Write out every one of the following rows word for word, leaving each line unchanged.
* START ROWS *
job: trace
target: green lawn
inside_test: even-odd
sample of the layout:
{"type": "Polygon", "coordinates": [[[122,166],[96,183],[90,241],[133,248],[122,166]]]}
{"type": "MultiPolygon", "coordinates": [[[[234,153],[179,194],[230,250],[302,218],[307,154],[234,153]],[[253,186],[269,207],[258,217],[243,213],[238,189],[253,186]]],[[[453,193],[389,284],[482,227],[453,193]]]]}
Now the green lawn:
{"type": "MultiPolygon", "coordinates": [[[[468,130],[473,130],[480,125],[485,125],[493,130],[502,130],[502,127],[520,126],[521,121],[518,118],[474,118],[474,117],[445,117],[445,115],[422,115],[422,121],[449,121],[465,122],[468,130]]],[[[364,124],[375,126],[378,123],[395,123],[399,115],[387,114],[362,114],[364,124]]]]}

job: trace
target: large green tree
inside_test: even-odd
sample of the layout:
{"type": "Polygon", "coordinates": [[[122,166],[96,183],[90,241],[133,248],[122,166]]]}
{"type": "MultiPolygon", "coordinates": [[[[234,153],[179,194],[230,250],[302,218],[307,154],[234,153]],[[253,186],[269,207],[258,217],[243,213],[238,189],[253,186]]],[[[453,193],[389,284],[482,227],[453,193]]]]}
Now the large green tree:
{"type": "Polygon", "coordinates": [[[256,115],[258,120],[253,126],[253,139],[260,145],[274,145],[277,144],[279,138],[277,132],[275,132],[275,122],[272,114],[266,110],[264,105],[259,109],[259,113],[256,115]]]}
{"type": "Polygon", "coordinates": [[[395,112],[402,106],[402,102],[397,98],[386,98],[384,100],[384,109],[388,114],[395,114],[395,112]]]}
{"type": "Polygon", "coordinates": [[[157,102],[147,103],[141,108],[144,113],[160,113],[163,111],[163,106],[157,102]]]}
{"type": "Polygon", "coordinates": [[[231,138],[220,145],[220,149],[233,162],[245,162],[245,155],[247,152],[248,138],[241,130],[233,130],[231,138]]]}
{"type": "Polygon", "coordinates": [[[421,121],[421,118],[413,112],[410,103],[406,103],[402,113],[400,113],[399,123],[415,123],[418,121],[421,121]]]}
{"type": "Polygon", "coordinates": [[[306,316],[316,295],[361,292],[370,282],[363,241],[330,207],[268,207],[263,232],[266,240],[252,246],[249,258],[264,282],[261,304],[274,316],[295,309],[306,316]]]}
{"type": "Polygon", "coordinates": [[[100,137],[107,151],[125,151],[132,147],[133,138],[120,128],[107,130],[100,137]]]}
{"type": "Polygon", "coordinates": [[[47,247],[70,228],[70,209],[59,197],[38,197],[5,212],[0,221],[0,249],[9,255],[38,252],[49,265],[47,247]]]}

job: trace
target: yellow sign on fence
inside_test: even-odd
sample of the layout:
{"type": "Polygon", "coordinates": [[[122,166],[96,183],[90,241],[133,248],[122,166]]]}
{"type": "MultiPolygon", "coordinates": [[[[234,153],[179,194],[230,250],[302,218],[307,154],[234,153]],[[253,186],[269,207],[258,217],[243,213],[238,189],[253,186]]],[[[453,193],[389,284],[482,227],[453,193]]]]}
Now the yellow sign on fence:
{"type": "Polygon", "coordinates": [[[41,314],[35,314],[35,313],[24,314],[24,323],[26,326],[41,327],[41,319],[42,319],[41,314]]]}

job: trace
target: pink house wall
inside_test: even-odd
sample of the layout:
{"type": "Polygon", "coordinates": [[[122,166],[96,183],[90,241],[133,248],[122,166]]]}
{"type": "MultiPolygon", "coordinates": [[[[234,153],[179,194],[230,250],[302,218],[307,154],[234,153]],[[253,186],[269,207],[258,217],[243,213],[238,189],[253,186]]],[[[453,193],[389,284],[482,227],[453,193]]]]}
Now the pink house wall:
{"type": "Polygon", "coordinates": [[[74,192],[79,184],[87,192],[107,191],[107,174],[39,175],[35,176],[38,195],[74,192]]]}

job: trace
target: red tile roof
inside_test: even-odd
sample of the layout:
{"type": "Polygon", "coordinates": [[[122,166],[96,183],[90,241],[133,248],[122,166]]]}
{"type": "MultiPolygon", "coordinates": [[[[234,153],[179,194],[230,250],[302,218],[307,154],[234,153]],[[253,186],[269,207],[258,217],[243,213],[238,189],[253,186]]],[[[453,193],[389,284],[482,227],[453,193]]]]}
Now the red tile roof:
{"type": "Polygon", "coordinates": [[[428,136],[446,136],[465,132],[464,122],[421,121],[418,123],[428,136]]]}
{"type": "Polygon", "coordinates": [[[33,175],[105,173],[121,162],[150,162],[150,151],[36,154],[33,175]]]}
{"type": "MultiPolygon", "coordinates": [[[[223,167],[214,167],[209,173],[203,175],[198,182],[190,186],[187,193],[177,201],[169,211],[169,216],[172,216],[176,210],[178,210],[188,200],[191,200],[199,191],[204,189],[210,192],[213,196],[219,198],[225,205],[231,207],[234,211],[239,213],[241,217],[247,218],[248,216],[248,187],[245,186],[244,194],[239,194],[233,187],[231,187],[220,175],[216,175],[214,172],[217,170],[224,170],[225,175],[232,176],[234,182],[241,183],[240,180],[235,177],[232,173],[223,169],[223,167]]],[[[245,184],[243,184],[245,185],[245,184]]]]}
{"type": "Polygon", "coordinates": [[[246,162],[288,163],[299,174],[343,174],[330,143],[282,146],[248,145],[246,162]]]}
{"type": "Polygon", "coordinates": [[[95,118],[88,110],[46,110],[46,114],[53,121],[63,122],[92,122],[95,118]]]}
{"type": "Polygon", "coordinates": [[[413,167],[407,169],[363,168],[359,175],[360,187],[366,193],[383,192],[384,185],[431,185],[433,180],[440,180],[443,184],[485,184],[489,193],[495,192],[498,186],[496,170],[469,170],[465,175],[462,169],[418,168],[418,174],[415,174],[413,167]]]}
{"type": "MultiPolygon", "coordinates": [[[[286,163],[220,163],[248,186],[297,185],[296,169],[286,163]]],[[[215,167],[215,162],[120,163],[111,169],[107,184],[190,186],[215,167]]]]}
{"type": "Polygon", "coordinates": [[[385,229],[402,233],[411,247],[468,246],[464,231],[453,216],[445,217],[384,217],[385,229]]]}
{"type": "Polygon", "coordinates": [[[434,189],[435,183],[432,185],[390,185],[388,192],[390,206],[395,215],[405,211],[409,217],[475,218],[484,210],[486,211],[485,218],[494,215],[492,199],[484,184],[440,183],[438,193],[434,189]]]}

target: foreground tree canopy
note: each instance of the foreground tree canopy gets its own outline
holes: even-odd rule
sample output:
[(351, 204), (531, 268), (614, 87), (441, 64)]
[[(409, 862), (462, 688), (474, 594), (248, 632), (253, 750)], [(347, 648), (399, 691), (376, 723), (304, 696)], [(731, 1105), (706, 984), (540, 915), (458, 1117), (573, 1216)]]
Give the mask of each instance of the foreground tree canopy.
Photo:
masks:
* END ROWS *
- EXERCISE OUTPUT:
job: trace
target: green lawn
inside_test: even-odd
sample of the layout:
{"type": "Polygon", "coordinates": [[[122,166],[96,183],[90,241],[133,248],[122,166]]]}
{"type": "MultiPolygon", "coordinates": [[[[234,153],[179,194],[230,250],[302,218],[307,154],[234,153]],[[253,186],[269,207],[258,217],[243,213],[238,189],[253,186]]],[[[453,193],[389,284],[482,227],[453,193]]]]}
Now the green lawn:
{"type": "MultiPolygon", "coordinates": [[[[468,130],[473,130],[480,125],[485,125],[493,130],[502,130],[502,127],[520,126],[521,121],[518,118],[474,118],[474,117],[445,117],[445,115],[422,115],[422,121],[449,121],[465,122],[468,130]]],[[[364,124],[375,126],[378,123],[395,123],[399,115],[387,114],[362,114],[364,124]]]]}

job: trace
target: large green tree
inside_test: even-odd
sample of the layout:
{"type": "Polygon", "coordinates": [[[122,166],[96,183],[90,241],[133,248],[122,166]]]}
{"type": "MultiPolygon", "coordinates": [[[[234,153],[179,194],[230,250],[302,218],[307,154],[234,153]],[[253,186],[269,207],[258,217],[243,213],[238,189],[253,186]]],[[[453,193],[389,284],[482,227],[453,193]]]]}
Now the large green tree:
{"type": "Polygon", "coordinates": [[[256,115],[258,120],[253,126],[253,139],[260,145],[274,145],[277,144],[279,138],[277,132],[275,132],[275,122],[272,114],[266,110],[264,105],[259,109],[259,113],[256,115]]]}
{"type": "Polygon", "coordinates": [[[395,112],[402,106],[402,102],[397,98],[386,98],[384,100],[384,109],[388,114],[395,114],[395,112]]]}
{"type": "Polygon", "coordinates": [[[157,102],[147,103],[141,108],[144,113],[160,113],[163,111],[163,106],[157,102]]]}
{"type": "Polygon", "coordinates": [[[231,138],[220,145],[220,149],[233,162],[245,162],[245,155],[247,152],[248,138],[241,130],[233,130],[231,138]]]}
{"type": "Polygon", "coordinates": [[[421,121],[421,118],[413,112],[410,103],[406,103],[402,113],[400,113],[399,123],[415,123],[418,121],[421,121]]]}
{"type": "Polygon", "coordinates": [[[306,316],[316,295],[361,292],[370,282],[363,241],[330,207],[268,207],[263,232],[266,240],[252,246],[249,258],[264,282],[261,304],[274,316],[295,309],[306,316]]]}
{"type": "Polygon", "coordinates": [[[100,137],[107,151],[125,151],[132,147],[133,138],[120,128],[107,130],[100,137]]]}
{"type": "Polygon", "coordinates": [[[47,247],[70,228],[70,209],[59,197],[38,197],[5,212],[0,221],[0,249],[9,255],[38,252],[49,265],[47,247]]]}

job: trace
target: yellow sign on fence
inside_test: even-odd
sample of the layout:
{"type": "Polygon", "coordinates": [[[122,166],[96,183],[90,241],[133,248],[122,166]]]}
{"type": "MultiPolygon", "coordinates": [[[[234,153],[179,194],[230,250],[302,218],[307,154],[234,153]],[[253,186],[269,207],[258,217],[243,213],[238,189],[253,186]]],[[[453,193],[389,284],[482,227],[453,193]]]]}
Now the yellow sign on fence:
{"type": "Polygon", "coordinates": [[[41,314],[35,314],[35,313],[24,314],[24,323],[26,326],[41,327],[41,319],[42,319],[41,314]]]}

job: trace
target: pink house wall
inside_test: even-odd
sample of the layout:
{"type": "Polygon", "coordinates": [[[122,166],[96,183],[90,241],[133,248],[122,166]]]}
{"type": "MultiPolygon", "coordinates": [[[[234,153],[179,194],[230,250],[302,218],[307,154],[234,153]],[[253,186],[269,207],[258,217],[243,213],[238,189],[253,186]]],[[[453,193],[389,284],[482,227],[453,193]]]]}
Now the pink house wall:
{"type": "Polygon", "coordinates": [[[74,192],[79,184],[87,192],[107,191],[107,174],[39,175],[35,176],[38,195],[74,192]]]}

job: trace
target: red tile roof
inside_test: even-odd
sample of the layout:
{"type": "Polygon", "coordinates": [[[122,166],[96,183],[90,241],[133,248],[122,166]]]}
{"type": "MultiPolygon", "coordinates": [[[[234,153],[179,194],[230,250],[302,218],[307,154],[234,153]],[[253,186],[269,207],[258,217],[243,213],[238,189],[253,186]]],[[[453,193],[389,284],[482,227],[453,193]]]]}
Now the red tile roof:
{"type": "Polygon", "coordinates": [[[428,136],[446,136],[465,132],[464,122],[421,121],[418,123],[428,136]]]}
{"type": "Polygon", "coordinates": [[[33,175],[105,173],[121,162],[150,162],[150,151],[36,154],[33,175]]]}
{"type": "MultiPolygon", "coordinates": [[[[223,167],[214,167],[209,173],[203,175],[198,182],[190,186],[187,193],[177,201],[169,211],[169,216],[172,216],[176,210],[178,210],[188,200],[191,200],[199,191],[204,189],[210,192],[213,196],[219,198],[225,205],[231,207],[234,211],[239,213],[241,217],[247,218],[248,216],[248,187],[245,186],[244,194],[239,194],[233,187],[231,187],[220,175],[216,175],[214,172],[217,170],[224,170],[225,175],[232,176],[234,182],[241,183],[240,180],[235,177],[232,173],[223,169],[223,167]]],[[[245,184],[243,184],[245,185],[245,184]]]]}
{"type": "Polygon", "coordinates": [[[246,162],[288,163],[299,174],[343,174],[330,143],[282,146],[248,145],[246,162]]]}
{"type": "Polygon", "coordinates": [[[95,118],[88,110],[46,110],[46,114],[53,121],[63,122],[92,122],[95,118]]]}
{"type": "Polygon", "coordinates": [[[413,167],[407,169],[363,168],[359,175],[360,187],[366,193],[383,192],[384,185],[431,185],[433,180],[440,180],[443,184],[485,184],[489,193],[495,192],[498,186],[496,170],[469,170],[465,175],[462,169],[418,168],[418,174],[415,174],[413,167]]]}
{"type": "MultiPolygon", "coordinates": [[[[286,163],[220,163],[248,186],[297,185],[296,169],[286,163]]],[[[215,167],[215,162],[120,163],[111,169],[107,184],[190,186],[215,167]]]]}
{"type": "Polygon", "coordinates": [[[385,229],[402,233],[411,247],[468,246],[464,231],[453,216],[445,217],[384,217],[385,229]]]}
{"type": "Polygon", "coordinates": [[[434,189],[435,183],[432,185],[390,185],[388,192],[390,206],[395,215],[405,211],[409,217],[475,218],[484,210],[486,211],[485,218],[494,215],[492,199],[484,184],[440,183],[438,193],[434,189]]]}

target: foreground tree canopy
note: each instance of the foreground tree canopy gets its own outline
holes: even-odd rule
sample output:
[(351, 204), (531, 268), (614, 87), (441, 64)]
[[(409, 862), (462, 688), (474, 594), (248, 632), (253, 750)], [(347, 648), (399, 691), (376, 723), (304, 696)], [(731, 1105), (706, 984), (540, 915), (458, 1117), (573, 1216)]]
Give the mask of each instance of the foreground tree canopy.
Photo:
masks:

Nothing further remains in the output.